SET EXERCISE:
Put everything from the line containing "segment: woman's left hand" down to the line containing "M256 294L265 285L260" into a Markdown table with the columns Row and Entry, numbering each line and leaving out blank lines.

# # #

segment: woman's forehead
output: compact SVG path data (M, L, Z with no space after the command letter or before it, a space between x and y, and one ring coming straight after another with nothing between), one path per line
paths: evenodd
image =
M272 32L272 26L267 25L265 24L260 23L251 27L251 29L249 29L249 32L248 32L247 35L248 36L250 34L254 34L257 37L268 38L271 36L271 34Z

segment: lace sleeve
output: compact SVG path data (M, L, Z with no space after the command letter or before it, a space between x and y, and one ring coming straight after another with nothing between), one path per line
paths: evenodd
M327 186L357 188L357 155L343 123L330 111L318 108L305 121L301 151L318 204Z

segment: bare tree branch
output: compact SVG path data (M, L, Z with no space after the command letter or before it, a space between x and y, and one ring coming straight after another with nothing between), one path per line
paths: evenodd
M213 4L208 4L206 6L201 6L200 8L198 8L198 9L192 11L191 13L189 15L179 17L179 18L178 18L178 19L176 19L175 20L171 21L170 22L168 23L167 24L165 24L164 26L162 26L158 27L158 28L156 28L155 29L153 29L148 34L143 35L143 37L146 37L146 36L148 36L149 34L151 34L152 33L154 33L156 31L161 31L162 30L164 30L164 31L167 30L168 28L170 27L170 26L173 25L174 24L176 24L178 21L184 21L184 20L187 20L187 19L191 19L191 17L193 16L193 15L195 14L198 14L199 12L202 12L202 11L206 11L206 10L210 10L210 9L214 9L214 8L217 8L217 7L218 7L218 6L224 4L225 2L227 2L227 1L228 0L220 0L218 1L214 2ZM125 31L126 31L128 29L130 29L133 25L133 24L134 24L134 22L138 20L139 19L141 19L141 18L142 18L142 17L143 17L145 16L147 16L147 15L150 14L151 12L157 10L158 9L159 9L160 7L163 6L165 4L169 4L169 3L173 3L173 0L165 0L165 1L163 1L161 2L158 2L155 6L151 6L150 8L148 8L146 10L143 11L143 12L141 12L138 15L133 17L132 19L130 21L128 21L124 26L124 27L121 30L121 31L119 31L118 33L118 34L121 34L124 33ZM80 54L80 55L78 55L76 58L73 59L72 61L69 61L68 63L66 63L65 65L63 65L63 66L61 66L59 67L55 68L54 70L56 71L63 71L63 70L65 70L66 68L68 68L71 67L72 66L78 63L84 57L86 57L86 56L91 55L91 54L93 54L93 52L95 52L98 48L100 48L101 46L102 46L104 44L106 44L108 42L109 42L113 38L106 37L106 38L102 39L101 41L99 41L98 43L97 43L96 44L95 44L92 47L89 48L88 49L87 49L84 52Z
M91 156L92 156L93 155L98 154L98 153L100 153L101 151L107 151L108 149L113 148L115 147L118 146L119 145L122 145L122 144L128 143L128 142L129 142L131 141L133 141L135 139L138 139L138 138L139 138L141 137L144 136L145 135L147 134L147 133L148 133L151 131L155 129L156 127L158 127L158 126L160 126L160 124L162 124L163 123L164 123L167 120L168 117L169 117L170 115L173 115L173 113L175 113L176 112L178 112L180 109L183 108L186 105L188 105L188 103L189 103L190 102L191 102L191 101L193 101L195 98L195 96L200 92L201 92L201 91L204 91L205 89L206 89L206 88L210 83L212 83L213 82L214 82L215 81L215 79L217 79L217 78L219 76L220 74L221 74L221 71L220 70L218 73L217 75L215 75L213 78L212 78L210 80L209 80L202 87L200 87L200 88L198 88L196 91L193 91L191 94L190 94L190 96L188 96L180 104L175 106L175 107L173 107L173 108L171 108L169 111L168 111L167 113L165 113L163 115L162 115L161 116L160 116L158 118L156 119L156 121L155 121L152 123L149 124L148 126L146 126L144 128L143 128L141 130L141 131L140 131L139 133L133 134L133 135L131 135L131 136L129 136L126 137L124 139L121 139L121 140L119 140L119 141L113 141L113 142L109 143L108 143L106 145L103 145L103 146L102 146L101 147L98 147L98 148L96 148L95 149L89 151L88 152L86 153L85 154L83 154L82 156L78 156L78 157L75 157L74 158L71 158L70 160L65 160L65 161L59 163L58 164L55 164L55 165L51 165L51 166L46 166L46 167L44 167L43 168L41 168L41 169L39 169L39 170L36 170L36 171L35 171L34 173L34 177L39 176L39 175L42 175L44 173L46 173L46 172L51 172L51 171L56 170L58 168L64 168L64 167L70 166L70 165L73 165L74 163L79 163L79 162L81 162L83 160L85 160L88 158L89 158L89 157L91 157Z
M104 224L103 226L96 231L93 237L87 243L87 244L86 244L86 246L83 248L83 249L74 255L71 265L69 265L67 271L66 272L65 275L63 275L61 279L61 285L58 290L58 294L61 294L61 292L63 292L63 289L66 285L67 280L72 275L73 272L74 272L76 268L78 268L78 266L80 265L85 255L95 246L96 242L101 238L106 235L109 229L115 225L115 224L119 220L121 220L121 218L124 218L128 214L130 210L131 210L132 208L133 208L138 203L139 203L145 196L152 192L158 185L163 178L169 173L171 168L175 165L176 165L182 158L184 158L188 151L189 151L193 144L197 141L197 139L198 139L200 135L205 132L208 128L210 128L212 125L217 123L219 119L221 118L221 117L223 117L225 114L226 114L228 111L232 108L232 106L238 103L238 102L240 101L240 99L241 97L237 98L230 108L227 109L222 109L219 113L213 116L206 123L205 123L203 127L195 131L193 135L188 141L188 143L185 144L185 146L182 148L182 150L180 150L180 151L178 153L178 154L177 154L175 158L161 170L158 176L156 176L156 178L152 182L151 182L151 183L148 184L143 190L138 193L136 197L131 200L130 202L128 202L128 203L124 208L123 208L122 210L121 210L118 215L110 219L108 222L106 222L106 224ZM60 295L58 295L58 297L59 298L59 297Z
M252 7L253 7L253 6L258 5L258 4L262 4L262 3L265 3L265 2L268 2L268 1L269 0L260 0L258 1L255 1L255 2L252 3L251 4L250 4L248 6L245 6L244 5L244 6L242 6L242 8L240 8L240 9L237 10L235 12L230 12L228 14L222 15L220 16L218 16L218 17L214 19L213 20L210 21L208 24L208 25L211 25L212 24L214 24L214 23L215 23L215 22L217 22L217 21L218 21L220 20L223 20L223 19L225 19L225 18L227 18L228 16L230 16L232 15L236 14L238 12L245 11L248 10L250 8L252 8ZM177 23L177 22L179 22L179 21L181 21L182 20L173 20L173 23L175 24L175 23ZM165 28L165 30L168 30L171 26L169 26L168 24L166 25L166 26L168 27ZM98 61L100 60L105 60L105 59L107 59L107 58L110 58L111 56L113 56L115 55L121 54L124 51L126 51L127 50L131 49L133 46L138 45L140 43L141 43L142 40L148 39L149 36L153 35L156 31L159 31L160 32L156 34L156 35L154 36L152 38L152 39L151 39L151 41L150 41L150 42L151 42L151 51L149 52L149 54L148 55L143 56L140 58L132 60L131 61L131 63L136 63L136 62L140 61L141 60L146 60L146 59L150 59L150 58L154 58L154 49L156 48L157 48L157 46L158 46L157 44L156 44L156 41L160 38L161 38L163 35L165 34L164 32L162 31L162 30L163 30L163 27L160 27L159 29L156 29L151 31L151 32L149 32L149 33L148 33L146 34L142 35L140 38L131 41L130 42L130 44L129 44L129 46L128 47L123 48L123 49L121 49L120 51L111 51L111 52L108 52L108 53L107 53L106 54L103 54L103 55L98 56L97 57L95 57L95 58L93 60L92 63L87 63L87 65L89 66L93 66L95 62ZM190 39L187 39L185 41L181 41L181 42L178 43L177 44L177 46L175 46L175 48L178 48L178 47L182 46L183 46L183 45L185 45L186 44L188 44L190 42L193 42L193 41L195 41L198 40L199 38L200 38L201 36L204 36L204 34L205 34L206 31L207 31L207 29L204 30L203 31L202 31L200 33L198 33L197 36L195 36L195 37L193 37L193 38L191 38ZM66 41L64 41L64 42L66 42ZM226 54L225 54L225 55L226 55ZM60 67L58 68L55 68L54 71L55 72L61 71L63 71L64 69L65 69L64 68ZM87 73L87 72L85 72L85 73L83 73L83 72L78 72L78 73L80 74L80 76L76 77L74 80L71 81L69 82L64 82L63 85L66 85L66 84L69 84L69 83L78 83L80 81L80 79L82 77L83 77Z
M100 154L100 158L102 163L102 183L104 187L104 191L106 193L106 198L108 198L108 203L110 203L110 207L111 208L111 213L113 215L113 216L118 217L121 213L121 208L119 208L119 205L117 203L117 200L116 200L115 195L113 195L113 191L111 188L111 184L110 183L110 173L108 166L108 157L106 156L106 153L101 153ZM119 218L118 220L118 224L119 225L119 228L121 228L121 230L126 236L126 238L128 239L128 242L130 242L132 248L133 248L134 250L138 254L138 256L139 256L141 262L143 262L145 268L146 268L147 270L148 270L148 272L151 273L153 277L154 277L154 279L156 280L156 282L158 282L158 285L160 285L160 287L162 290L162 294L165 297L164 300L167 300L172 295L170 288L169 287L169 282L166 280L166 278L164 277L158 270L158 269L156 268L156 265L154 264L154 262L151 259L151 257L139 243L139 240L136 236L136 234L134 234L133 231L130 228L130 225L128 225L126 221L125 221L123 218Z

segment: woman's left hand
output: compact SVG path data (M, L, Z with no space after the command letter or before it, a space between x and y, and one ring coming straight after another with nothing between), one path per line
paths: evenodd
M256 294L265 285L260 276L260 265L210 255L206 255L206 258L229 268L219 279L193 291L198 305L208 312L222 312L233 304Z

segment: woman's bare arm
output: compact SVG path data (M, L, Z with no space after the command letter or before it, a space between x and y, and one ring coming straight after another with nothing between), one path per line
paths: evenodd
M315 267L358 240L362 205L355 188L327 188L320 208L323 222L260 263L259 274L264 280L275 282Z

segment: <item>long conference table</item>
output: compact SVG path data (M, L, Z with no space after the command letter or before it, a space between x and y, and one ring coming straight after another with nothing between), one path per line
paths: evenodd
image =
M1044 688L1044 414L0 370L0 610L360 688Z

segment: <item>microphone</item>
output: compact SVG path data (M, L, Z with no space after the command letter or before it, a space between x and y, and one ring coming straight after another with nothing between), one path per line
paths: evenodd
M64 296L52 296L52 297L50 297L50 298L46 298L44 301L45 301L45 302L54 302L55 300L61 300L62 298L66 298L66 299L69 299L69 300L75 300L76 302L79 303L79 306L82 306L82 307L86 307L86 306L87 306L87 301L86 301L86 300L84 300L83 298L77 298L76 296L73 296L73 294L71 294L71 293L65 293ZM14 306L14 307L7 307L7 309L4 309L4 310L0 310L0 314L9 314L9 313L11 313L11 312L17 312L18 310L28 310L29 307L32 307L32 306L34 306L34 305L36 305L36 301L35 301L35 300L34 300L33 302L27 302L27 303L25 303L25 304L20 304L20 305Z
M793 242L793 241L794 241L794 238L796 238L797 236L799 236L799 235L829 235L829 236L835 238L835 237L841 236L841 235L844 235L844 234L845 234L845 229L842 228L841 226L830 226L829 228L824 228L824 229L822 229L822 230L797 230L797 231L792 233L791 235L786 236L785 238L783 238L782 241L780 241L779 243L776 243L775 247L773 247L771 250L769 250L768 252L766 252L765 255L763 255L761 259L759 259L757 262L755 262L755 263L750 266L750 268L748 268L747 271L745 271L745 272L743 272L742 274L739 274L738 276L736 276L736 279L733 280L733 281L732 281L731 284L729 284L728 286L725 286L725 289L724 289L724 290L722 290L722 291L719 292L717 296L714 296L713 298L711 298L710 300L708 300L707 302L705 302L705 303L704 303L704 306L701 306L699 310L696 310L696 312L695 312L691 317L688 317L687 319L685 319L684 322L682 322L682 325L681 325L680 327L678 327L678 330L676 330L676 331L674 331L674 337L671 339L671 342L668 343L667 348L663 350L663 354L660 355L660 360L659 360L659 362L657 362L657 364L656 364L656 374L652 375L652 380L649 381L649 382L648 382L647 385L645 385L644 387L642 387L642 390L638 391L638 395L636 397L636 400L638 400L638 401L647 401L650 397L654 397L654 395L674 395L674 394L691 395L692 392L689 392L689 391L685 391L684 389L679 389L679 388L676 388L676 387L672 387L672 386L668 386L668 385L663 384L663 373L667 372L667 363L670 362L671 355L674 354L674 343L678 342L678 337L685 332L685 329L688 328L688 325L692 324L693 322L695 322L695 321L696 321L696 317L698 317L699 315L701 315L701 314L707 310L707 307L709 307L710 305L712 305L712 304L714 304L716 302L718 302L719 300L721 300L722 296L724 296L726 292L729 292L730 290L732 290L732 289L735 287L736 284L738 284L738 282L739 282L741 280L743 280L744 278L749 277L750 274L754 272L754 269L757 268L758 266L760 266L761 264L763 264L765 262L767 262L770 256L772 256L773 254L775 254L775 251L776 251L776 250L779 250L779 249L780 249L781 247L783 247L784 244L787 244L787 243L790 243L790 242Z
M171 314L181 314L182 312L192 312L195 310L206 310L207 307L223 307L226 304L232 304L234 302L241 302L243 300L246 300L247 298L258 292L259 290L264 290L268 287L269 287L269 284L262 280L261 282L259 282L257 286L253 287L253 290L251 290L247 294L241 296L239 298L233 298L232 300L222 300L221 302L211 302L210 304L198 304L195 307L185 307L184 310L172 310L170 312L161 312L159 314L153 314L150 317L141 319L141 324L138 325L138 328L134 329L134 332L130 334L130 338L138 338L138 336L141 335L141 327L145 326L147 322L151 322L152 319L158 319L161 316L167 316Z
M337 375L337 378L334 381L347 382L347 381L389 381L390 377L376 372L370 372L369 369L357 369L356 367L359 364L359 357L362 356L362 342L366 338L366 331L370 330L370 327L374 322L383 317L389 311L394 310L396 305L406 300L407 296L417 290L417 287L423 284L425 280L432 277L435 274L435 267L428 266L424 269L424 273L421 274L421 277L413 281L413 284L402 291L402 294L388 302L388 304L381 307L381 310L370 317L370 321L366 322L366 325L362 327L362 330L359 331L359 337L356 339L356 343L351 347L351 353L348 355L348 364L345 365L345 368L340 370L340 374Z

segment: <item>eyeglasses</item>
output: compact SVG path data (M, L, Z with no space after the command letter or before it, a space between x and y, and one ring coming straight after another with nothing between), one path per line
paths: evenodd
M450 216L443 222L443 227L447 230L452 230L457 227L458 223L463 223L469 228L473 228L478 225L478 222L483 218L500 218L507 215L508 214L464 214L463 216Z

# # #

WRITTEN RESPONSE:
| Row | Entry |
|---|---|
| 1 | segment: woman's left hand |
| 2 | output: compact SVG path data (M, L, Z with no space after the command letter or before it, a space between x and y, and one ring coming straight after another with nothing between), one path per line |
| 3 | paths: evenodd |
| 4 | M256 294L265 285L260 276L260 265L210 255L206 255L206 258L229 268L219 279L193 291L198 305L208 312L222 312L233 304Z |